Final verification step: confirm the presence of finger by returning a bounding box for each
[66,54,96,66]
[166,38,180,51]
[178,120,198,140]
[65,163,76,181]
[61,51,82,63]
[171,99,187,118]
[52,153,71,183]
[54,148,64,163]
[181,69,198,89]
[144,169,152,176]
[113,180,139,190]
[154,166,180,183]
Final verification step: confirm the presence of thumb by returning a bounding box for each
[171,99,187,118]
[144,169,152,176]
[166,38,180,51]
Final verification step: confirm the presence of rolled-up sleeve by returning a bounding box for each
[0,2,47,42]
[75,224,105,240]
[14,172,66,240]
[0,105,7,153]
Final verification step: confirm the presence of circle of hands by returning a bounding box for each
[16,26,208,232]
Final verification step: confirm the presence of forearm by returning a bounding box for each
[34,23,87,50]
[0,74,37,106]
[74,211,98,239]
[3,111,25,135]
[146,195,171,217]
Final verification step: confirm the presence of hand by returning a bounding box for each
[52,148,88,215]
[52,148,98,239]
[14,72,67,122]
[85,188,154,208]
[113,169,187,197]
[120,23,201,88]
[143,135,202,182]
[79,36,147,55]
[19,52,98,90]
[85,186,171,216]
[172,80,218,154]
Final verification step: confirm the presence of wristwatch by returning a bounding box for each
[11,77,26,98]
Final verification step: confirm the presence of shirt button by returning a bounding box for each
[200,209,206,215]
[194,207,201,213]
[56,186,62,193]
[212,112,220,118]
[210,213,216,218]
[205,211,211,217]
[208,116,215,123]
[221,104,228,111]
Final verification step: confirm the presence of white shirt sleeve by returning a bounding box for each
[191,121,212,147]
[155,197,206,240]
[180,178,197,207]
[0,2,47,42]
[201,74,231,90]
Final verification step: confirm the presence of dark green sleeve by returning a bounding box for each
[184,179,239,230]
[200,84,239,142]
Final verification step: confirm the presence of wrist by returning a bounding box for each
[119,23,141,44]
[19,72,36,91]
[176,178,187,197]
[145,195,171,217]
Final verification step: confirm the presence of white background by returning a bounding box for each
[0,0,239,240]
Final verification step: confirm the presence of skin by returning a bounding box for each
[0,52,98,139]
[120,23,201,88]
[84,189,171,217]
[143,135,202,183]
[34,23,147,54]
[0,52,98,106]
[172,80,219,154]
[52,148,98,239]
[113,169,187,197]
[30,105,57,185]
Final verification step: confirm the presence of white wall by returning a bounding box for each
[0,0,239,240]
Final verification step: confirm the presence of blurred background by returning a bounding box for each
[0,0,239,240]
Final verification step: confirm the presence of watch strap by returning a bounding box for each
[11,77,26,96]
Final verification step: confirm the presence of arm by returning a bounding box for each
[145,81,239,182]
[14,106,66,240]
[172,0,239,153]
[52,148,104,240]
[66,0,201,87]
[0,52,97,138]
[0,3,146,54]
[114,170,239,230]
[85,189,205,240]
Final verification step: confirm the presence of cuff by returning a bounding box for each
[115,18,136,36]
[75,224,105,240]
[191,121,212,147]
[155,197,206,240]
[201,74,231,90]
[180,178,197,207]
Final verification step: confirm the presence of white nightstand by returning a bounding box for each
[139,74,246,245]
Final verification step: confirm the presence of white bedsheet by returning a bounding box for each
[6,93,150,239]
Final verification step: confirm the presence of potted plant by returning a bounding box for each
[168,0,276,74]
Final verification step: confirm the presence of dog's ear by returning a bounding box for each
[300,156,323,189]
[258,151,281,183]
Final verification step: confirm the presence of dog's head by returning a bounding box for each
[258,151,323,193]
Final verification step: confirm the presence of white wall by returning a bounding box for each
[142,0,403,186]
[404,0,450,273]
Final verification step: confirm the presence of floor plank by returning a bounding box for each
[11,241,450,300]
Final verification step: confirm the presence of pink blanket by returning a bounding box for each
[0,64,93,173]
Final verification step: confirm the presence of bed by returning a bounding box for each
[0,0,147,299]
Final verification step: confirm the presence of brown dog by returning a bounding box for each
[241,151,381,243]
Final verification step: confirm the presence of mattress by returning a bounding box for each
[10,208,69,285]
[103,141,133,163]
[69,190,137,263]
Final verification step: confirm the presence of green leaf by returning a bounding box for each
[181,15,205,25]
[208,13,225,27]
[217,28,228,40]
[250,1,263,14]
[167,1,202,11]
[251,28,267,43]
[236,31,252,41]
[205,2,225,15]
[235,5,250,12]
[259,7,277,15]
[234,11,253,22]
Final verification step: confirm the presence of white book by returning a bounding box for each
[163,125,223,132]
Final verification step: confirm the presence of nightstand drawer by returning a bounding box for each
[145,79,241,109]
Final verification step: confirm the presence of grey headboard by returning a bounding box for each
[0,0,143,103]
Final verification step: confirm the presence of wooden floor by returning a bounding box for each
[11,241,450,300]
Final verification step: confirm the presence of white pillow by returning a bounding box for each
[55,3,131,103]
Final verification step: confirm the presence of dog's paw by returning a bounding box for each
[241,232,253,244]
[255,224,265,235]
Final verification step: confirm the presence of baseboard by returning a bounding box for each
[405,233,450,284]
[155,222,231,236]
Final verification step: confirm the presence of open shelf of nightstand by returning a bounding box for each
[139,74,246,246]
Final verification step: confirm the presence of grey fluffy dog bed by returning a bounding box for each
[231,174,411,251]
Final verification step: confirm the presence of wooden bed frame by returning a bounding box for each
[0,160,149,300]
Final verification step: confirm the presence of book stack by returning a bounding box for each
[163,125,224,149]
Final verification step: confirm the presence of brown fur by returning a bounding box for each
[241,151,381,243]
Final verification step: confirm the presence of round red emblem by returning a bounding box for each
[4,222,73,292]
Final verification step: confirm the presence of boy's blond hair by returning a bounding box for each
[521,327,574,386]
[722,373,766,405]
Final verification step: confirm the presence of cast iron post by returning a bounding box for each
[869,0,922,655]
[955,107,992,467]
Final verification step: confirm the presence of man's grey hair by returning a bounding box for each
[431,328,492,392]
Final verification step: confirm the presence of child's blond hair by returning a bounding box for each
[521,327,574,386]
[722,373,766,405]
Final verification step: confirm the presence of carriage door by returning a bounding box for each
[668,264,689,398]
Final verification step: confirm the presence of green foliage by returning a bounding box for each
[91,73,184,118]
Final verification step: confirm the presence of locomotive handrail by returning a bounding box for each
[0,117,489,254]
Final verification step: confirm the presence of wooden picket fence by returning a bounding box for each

GIVEN INSTRUCTION :: Retype the stretch of the records from the very beginning through the line containing "[172,80,218,154]", word for word.

RIGHT ANSWER ::
Final verification step: confirm the presence of finger by returning a bounding box for each
[66,54,96,66]
[166,38,180,51]
[178,120,198,140]
[65,163,76,181]
[61,51,82,63]
[171,99,187,118]
[52,153,71,183]
[54,148,64,163]
[181,69,198,89]
[144,169,152,176]
[113,180,139,190]
[154,166,180,183]
Final verification step: confirm the presence of thumb by returning a bounding box for each
[171,99,187,118]
[144,169,152,176]
[166,38,180,51]
Final verification step: confirm the presence of rolled-up sleeve by returning a bounding box for each
[0,2,47,42]
[75,224,105,240]
[14,172,66,240]
[0,105,7,153]
Final verification step: confirm the presence of circle of hands by returning a bounding box for each
[16,26,208,232]
Final verification step: confirm the presence of forearm by returning a bounding box for each
[34,23,87,50]
[0,74,37,106]
[74,211,98,239]
[3,111,25,135]
[146,195,171,217]
Final verification step: confirm the presence of hand by returning a bounding box for each
[52,148,88,215]
[52,148,98,239]
[14,72,67,122]
[85,188,154,208]
[113,169,187,197]
[120,23,201,88]
[143,135,202,182]
[79,36,147,55]
[19,52,98,90]
[85,186,171,216]
[172,80,218,154]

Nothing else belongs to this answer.